━━ Record extracts

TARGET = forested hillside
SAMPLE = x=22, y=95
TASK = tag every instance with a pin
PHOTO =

━━━━
━━ Record extracts

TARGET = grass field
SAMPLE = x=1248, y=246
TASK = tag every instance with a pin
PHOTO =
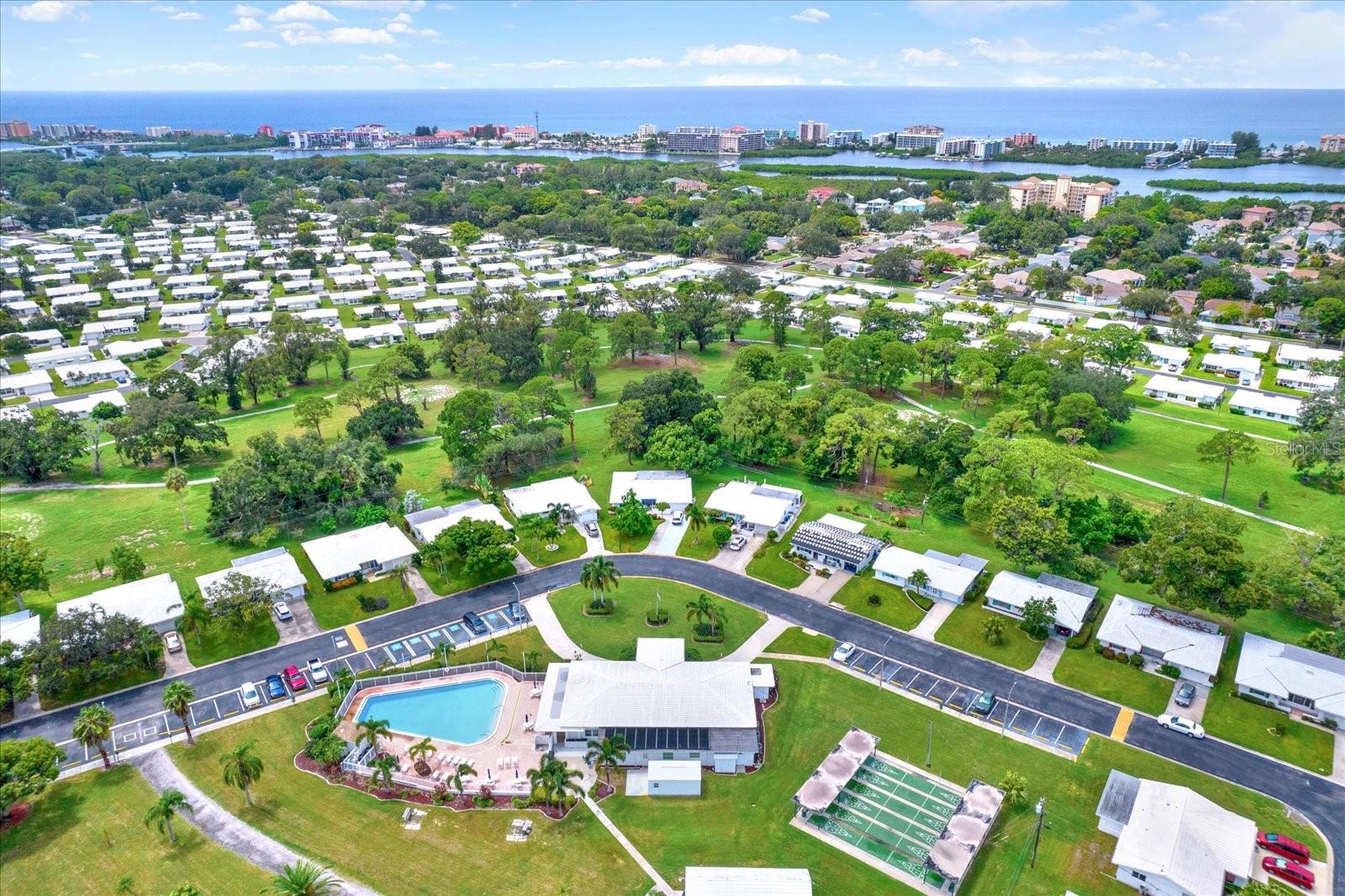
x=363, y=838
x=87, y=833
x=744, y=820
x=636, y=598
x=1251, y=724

━━━━

## Job
Reproduce every line of the material above, beginning at the line that has "TARGET = grass field" and stopping after the line that has "x=1251, y=724", with each answer coordinate multiplied by 0.25 and rounded to a whole number, halves rounding up. Keep all other text and numbers as they are, and leave the pictures out.

## Final answer
TARGET = grass field
SAMPLE = x=1248, y=246
TASK = tag every instance with a pin
PHOTO =
x=91, y=210
x=22, y=208
x=186, y=205
x=159, y=150
x=313, y=181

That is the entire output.